%%

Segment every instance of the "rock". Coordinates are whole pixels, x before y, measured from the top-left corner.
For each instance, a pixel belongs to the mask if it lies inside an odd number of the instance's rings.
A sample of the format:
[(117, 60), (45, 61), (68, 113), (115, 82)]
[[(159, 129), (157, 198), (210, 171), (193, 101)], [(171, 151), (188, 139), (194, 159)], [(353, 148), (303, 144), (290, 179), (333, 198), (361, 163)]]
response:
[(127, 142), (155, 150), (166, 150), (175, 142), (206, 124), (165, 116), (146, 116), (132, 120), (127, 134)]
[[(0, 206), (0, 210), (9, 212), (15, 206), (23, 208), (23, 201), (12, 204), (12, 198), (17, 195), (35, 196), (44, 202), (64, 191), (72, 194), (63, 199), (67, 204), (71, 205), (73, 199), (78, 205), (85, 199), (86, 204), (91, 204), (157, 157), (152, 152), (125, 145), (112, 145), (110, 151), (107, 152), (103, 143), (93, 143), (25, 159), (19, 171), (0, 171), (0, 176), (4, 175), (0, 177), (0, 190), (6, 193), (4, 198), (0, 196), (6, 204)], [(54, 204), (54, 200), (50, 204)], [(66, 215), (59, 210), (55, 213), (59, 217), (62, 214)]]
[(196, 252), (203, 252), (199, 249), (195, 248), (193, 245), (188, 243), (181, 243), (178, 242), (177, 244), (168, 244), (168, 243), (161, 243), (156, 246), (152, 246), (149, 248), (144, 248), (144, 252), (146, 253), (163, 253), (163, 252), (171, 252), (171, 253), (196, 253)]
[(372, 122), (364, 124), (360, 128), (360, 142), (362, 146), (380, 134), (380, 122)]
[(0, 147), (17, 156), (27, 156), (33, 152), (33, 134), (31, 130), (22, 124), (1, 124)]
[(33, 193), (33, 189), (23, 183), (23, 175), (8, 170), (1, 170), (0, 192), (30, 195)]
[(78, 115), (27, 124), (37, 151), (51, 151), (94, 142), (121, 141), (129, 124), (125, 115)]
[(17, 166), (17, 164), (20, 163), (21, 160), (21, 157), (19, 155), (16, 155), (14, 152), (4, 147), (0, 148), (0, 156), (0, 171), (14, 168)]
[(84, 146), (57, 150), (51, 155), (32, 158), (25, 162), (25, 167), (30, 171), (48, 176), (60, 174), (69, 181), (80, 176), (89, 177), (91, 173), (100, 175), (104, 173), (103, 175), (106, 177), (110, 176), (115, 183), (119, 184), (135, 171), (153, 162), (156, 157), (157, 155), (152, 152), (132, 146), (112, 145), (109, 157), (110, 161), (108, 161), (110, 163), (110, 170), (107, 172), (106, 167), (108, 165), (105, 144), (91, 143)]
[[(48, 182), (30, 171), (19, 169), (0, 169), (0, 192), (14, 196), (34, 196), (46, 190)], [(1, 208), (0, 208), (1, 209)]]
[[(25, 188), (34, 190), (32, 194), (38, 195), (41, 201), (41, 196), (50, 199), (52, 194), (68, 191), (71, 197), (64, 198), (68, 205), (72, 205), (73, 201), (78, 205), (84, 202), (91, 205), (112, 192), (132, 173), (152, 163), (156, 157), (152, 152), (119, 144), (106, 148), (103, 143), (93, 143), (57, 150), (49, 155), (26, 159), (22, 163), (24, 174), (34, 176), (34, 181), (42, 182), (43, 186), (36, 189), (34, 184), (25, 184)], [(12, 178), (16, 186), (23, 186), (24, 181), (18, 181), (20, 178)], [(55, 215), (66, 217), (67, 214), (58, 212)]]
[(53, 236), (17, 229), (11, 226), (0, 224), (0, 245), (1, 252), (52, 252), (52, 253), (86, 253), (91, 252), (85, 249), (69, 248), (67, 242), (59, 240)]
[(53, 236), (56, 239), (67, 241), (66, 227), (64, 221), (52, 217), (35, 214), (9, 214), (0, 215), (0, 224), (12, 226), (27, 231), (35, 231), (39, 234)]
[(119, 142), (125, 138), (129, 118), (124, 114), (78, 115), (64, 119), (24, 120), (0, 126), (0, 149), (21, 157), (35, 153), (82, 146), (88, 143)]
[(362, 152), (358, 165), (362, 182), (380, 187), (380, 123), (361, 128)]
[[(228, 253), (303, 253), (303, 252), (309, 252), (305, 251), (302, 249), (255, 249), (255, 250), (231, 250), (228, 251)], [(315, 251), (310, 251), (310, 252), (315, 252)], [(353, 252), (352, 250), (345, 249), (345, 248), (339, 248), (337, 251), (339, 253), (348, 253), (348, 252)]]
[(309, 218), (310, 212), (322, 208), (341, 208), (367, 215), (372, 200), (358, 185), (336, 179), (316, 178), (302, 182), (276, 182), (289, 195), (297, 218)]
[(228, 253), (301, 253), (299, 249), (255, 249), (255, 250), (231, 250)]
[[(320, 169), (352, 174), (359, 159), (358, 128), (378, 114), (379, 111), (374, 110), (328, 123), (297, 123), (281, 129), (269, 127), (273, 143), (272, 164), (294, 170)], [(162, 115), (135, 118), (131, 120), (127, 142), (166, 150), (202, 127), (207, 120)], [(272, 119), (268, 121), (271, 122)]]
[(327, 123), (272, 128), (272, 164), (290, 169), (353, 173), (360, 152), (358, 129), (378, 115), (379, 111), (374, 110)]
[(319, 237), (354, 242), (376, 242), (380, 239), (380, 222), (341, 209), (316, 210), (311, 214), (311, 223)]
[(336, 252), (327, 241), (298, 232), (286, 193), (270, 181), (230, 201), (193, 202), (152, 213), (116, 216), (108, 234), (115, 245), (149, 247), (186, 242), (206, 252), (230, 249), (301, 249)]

%%
%%

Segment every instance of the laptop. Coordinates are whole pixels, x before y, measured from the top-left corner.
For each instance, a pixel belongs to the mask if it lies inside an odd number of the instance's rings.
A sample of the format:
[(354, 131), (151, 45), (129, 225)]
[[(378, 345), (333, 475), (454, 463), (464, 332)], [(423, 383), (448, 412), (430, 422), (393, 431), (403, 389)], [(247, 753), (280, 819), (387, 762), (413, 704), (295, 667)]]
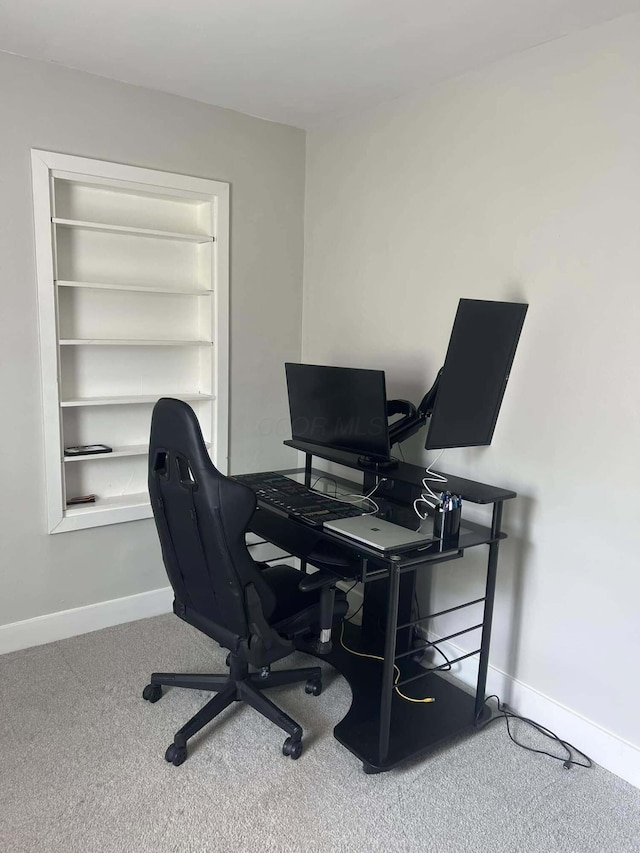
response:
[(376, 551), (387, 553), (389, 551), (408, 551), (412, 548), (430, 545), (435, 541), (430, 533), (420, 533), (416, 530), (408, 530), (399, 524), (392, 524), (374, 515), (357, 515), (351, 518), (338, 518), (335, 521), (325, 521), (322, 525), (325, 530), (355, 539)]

%%

What this task involves |
Wherever "Coordinates" appears in the listing, report the line it is on.

Answer below |
Segment every instance of the "rock". Coordinates are whole pixels, x before y, measured from the top-left corner.
Segment every instance of the laptop. Coordinates are whole pixels, x before y, measured from the top-left corner.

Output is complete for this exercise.